• Work required:
Copy the data below, replacing every "drop a marker" with "place a pin" and leaving everything else unchanged.

Source records
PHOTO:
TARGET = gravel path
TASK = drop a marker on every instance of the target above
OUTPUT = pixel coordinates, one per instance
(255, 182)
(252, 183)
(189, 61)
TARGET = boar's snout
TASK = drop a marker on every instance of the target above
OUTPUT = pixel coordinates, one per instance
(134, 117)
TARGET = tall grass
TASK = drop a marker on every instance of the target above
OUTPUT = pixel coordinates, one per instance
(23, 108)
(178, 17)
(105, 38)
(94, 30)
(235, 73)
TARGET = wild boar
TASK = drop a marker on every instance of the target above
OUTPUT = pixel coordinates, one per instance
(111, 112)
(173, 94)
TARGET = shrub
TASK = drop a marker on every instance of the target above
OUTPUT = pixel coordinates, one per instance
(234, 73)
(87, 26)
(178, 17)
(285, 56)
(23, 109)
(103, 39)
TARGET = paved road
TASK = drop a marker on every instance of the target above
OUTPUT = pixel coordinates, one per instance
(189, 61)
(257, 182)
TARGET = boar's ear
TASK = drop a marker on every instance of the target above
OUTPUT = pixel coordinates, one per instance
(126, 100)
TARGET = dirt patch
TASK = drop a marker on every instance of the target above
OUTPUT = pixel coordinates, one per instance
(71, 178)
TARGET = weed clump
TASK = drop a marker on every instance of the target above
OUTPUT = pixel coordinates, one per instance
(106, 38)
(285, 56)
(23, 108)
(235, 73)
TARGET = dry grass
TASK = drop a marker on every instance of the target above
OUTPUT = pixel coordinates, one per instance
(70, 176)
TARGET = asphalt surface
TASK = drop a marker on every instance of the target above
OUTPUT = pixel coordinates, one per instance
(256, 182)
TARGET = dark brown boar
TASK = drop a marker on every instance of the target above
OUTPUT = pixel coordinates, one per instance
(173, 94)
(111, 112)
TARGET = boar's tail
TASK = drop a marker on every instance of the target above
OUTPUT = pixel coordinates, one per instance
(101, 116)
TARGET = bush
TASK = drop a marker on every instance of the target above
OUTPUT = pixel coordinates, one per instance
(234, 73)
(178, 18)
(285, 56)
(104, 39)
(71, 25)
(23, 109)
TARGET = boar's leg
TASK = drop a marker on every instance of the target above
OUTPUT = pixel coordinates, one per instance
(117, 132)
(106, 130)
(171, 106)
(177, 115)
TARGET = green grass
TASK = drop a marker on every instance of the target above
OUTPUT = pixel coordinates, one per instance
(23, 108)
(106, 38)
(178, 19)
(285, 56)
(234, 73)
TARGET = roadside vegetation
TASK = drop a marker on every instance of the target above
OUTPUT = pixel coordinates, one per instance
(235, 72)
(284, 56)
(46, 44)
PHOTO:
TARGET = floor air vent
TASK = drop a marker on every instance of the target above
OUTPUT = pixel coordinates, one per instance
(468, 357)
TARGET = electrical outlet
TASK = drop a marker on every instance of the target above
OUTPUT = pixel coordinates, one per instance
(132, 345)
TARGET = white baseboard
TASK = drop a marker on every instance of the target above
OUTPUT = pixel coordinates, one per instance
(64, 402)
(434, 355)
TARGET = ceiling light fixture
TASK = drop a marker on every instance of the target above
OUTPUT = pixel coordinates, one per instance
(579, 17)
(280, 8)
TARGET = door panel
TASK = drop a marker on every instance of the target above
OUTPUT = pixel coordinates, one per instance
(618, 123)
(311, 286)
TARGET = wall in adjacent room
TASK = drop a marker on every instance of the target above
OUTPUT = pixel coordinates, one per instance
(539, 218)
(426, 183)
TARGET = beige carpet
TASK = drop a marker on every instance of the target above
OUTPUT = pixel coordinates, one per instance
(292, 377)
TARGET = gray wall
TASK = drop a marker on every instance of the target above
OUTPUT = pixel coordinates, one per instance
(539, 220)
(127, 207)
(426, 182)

• Response to this task:
PHOTO:
TARGET = gravel path
TASK = place a pin on every instance of the target above
OUTPUT = pixel coordinates, one per instance
(255, 182)
(252, 183)
(189, 61)
TARGET = boar's snout
TASK = place a pin on every instance of the target above
OUTPUT = pixel coordinates, one per instance
(134, 117)
TARGET = tall grass
TASK = place a pin on every instance of the target above
OUTPUT = pixel coordinates, one per instance
(23, 108)
(178, 17)
(105, 38)
(94, 30)
(235, 73)
TARGET = wild boar
TASK = place a pin on every instance of the target above
OUTPUT = pixel coordinates, one per instance
(111, 112)
(173, 94)
TARGET = shrub
TASK = place a pin on every instance of the target above
OUTPUT = pixel coordinates, one per instance
(234, 73)
(87, 26)
(178, 17)
(285, 56)
(23, 109)
(103, 39)
TARGET = paved road
TASK = place a pin on every instance of the target above
OUTPUT = pixel coordinates, one per instance
(189, 61)
(257, 182)
TARGET = boar's ear
TASK = place a pin on every instance of the target above
OUTPUT = pixel coordinates, one per instance
(126, 100)
TARGET = dirt patch
TASK = place a pin on every instance of the target above
OUTPUT = pixel coordinates, one per instance
(71, 178)
TARGET = weed clump
TASK = place a pin on every instance of the target above
OUTPUT = pixel coordinates, one per instance
(106, 38)
(285, 56)
(23, 108)
(235, 73)
TARGET = dry grass
TASK = place a pin on every instance of the target above
OUTPUT = pixel coordinates, one per instance
(70, 176)
TARGET = asphalt surface
TASK = place a pin on every instance of the target above
OUTPUT = pixel coordinates, one per instance
(256, 182)
TARGET = dark brown boar
TASK = place a pin on every instance of the target above
OUTPUT = pixel coordinates, one per instance
(173, 94)
(111, 112)
TARGET = boar's tail
TASK = place a pin on every instance of the target above
OUTPUT = pixel coordinates, one per instance
(101, 116)
TARGET = bush
TASK = place a pin on every instance of the target above
OUTPUT = pixel coordinates, one per instance
(234, 73)
(178, 18)
(285, 56)
(104, 39)
(71, 25)
(23, 109)
TARGET = boar's leg
TASK = place a pin on every instance of the target above
OUTPUT = pixel coordinates, one per instance
(117, 132)
(106, 130)
(171, 106)
(177, 115)
TARGET = green grass
TASK = place a pin on every instance of the target above
OUTPUT = pixel coordinates, one per instance
(23, 108)
(106, 38)
(178, 19)
(285, 56)
(234, 73)
TARGET = roadside vegetation
TASK = place a pin on every instance of the target above
OUTPUT = pixel coordinates, one per instance
(235, 72)
(284, 56)
(46, 44)
PHOTO:
TARGET = floor air vent
TASK = place a pin on every instance of the target above
OUTPUT = pixel coordinates, one per instance
(468, 357)
TARGET = electrical outlet
TASK = place a pin on every instance of the target above
OUTPUT = pixel coordinates, one per instance
(132, 345)
TARGET = white baseboard
TASK = place a pin on every instance of the target above
OUTPUT = pixel coordinates, one per instance
(64, 402)
(434, 355)
TARGET = ceiling light fixture
TASK = place a pin on every instance of the target above
OUTPUT = pixel coordinates, one per instance
(579, 17)
(280, 8)
TARGET = door panel
TASK = place a pin on every instance of the target above
OUTPUT = pixel coordinates, one per instance
(618, 123)
(311, 286)
TARGET = wall in adjacent room
TASK = place a pin on every instance of the target above
OUTPUT = pixel coordinates, one per instance
(539, 218)
(426, 183)
TARGET = beige carpet
TASK = place a pin on every instance of the target above
OUTPUT = pixel coordinates, one per instance
(292, 377)
TARGET = gray wall
TASK = place a pin on every instance of the target above
OUTPUT = pixel coordinates, one per instance
(539, 220)
(127, 207)
(426, 182)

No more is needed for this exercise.